**Supplied text:**

______

In this lab we will analyze the data from this study in order to learn what goes into a positive professor evaluation.

Getting Started

Load packages

In this lab we will explore the data using the dplyr package and visualize it using the ggplot2 package for data visualization. The data can be found in the companion package for this course, statsr.

Let’s load the packages.

library(statsr)
library(dplyr)
library(ggplot2)
library(GGally)

This is the first time we’re using the GGally package. We will be using the ggpairs function from this package later in the lab.

The data

The data were gathered from end of semester student evaluations for a large sample of professors from the University of Texas at Austin. In addition, six students rated the professors’ physical appearance. (This is a slightly modified version of the original data set that was released as part of the replication data for Data Analysis Using Regression and Multilevel/Hierarchical Models (Gelman and Hill 2007).) The result is a data frame where each row contains a different course and columns represent variables about the courses and professors.

______

**Extracted entries:**

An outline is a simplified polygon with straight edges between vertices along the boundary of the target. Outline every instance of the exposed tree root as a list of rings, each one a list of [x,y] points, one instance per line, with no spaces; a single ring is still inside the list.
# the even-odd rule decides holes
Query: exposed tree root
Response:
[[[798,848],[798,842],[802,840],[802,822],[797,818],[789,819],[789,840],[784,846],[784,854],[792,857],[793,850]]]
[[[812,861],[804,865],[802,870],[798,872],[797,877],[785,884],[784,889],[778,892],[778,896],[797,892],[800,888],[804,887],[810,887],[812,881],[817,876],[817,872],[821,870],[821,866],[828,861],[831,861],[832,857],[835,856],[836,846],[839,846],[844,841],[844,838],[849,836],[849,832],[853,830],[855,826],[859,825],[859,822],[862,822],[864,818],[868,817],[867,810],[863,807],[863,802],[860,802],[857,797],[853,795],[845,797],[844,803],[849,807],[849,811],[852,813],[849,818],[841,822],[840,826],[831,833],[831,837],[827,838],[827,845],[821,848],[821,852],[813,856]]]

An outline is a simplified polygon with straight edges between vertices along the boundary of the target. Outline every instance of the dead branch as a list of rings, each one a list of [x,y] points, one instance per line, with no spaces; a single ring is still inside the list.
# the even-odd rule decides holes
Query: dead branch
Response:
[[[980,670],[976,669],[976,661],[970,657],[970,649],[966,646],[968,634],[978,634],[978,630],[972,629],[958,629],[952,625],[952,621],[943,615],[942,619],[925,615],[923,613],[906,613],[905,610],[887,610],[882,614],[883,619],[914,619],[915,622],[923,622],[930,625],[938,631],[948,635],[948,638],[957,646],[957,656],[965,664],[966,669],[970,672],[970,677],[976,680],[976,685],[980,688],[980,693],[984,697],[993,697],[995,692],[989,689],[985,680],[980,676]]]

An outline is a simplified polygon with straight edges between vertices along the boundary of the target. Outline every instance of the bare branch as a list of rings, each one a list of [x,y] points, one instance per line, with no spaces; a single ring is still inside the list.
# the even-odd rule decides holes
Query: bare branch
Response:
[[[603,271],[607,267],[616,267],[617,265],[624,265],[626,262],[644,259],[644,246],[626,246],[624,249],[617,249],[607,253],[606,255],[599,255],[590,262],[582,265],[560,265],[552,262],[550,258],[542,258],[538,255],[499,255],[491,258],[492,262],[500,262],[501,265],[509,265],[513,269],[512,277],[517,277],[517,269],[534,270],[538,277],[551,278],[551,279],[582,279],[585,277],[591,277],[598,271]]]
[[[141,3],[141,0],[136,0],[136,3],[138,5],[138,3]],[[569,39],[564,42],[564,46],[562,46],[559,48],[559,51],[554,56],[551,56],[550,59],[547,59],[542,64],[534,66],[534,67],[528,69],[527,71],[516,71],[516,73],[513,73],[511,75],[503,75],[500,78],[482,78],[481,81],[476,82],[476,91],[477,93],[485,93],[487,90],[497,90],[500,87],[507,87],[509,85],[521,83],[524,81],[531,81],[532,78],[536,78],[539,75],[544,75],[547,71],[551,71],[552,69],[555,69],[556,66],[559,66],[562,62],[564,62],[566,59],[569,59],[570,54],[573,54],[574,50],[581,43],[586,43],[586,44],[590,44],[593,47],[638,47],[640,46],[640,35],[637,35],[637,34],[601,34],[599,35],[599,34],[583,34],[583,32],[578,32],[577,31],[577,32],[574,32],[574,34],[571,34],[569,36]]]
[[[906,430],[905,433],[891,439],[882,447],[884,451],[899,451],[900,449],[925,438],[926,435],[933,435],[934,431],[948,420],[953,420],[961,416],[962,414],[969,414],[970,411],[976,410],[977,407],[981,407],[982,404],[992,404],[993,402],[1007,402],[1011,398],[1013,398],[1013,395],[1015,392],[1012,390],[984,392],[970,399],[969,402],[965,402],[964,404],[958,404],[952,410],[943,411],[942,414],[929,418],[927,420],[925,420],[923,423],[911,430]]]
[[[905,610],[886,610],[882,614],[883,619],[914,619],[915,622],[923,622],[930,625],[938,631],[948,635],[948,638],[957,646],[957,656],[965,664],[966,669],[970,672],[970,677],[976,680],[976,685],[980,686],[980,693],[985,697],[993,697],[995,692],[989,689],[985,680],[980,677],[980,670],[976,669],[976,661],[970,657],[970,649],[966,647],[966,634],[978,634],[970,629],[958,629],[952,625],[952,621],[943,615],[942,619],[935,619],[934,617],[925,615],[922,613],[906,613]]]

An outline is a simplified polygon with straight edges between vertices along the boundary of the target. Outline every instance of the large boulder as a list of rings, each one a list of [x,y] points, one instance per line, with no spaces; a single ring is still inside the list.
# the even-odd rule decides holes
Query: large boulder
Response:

______

**Task instructions:** Rewrite the paragraph of the lab excerpt that begins "The data were gathered" as a short bulleted list, keeping its main facts. Nothing here requires the data.

**Answer for the task:**
- Source: end-of-semester student evaluations for a large sample of professors at the University of Texas at Austin.
- Six students also rated the professors' physical appearance.
- The set is a slightly modified version of the original data, which was released as replication data for Data Analysis Using Regression and Multilevel/Hierarchical Models (Gelman and Hill 2007).
- Format: a data frame where each row is a different course and the columns are variables about the courses and professors.